Course Schedule

Course Schedule

There are a total of n courses you have to take, labeled from 0 to n - 1.

Some courses may have prerequisites, for example to take course 0 you have to first take course 1, which is expressed as a pair: [0,1]

Given the total number of courses and a list of prerequisite pairs, is it possible for you to finish all courses?

For example:

2, [[1,0]]

There are a total of 2 courses to take. To take course 1 you should have finished course 0. So it is possible.

2, [[1,0],[0,1]]

There are a total of 2 courses to take. To take course 1 you should have finished course 0, and to take course 0 you should also have finished course 1. So it is impossible.

Note:

1. The input prerequisites is a graph represented by a list of edges, not adjacency matrices. Read more about how a graph is represented.
2. You may assume that there are no duplicate edges in the input prerequisites.

判断一个有向图是否存在环，利用BFS，把所有入度为0的点放入栈中，再把其相连的点的入度-1，并判断入度是否变为0，如果是0进栈。

代码：

class Solution {
public:
    bool canFinish(int numCourses, vector<pair<int, int>>& prerequisites) {
      
      
      vector<vector<int>>graph(numCourses);
      vector<int>in(numCourses,0);
      for (int i=0; i<prerequisites.size(); i++)
      {
          graph[prerequisites[i].first].push_back(prerequisites[i].second);
          in[prerequisites[i].second]++;
      }
      
      
      queue<int>q;
      for (int i=0; i<numCourses; i++)
      {
          if (in[i]==0)
          q.push(i);
      }
      
      while(!q.empty())
      {
          int temp=q.front();
          q.pop();
          
          for (int i=0; i<graph[temp].size(); i++)
          {
              in[graph[temp][i]]--;
              if (in[graph[temp][i]]==0)
              {
                  q.push(graph[temp][i]);
              }
          }
      }
      
      
      for (int i=0; i<numCourses; i++)
      {
          if (in[i]!=0)
          return false;
      }
       
        return true;
        
        
    }
};

问题详情>
请原样返回课程表题解中从“2, [[1,0],[0,1]]”开始、到“graph is represented.”结束的那一段。 作答时只依据这篇课程表题解本身。

展示材料>
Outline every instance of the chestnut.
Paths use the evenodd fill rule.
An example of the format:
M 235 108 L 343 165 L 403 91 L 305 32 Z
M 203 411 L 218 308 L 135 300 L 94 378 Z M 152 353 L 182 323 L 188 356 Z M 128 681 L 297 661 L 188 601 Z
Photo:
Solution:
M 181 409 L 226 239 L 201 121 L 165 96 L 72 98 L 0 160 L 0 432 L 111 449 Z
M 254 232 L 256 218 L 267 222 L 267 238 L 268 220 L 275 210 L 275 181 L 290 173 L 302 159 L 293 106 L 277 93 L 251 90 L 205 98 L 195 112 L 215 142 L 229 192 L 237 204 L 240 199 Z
---
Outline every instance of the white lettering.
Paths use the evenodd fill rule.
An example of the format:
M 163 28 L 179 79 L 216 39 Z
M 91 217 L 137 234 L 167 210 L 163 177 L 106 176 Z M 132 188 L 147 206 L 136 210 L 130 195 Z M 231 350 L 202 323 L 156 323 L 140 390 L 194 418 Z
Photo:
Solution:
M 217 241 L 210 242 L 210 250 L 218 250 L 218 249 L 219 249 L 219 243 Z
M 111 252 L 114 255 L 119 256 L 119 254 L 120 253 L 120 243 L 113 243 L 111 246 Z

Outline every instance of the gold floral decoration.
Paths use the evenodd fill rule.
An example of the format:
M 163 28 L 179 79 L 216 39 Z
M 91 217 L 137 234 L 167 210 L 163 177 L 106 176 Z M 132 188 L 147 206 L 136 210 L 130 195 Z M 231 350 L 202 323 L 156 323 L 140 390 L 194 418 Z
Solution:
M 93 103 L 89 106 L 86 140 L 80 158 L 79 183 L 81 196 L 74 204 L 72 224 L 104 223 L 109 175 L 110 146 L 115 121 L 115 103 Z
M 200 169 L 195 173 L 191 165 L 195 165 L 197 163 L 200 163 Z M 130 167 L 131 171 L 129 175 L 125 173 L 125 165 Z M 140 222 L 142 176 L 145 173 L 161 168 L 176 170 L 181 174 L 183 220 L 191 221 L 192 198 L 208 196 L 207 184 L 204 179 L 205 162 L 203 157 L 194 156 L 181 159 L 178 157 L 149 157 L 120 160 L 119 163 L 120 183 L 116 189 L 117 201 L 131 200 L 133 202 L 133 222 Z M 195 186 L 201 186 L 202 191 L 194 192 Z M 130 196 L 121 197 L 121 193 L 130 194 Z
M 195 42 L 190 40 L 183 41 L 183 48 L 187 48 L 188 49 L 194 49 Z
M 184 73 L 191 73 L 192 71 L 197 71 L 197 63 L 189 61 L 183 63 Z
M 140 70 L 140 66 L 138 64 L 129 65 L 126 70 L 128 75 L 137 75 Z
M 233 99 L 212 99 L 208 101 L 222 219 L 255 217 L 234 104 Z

完整输出>
2, [[1,0],[0,1]]

There are a total of 2 courses to take. To take course 1 you should have finished course 0, and to take course 0 you should also have finished course 1. So it is impossible.

Note:

1. The input prerequisites is a graph represented by a list of edges, not adjacency matrices. Read more about how a graph is represented.